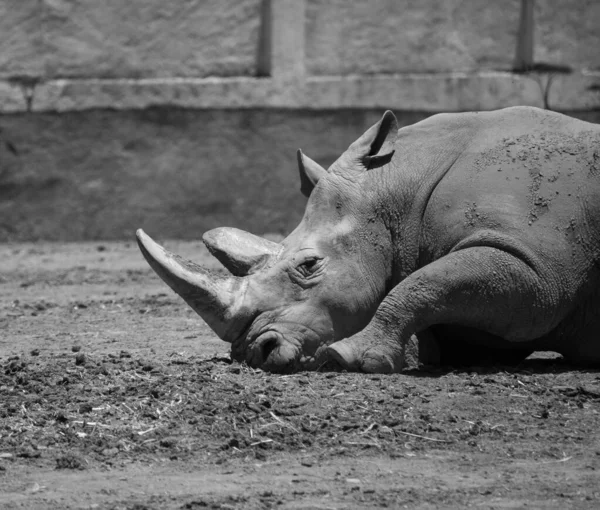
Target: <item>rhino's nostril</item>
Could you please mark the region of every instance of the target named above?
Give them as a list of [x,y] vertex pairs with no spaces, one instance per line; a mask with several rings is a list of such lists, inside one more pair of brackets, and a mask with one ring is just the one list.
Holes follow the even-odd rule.
[[269,355],[273,352],[275,347],[277,347],[277,338],[269,338],[262,344],[262,359],[266,361],[269,358]]
[[289,372],[299,350],[276,331],[268,331],[257,340],[252,362],[270,372]]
----
:: Problem description ::
Using the records above, list each line that includes "instance".

:: Your solution ::
Could you please mark the region of every instance of the target named above?
Give them as a list of [x,y] vertex pairs with no spaces, one instance per line; a mask with several rings is a list of such lists, inside one more pair of brackets, and a mask with one ring is just the one list.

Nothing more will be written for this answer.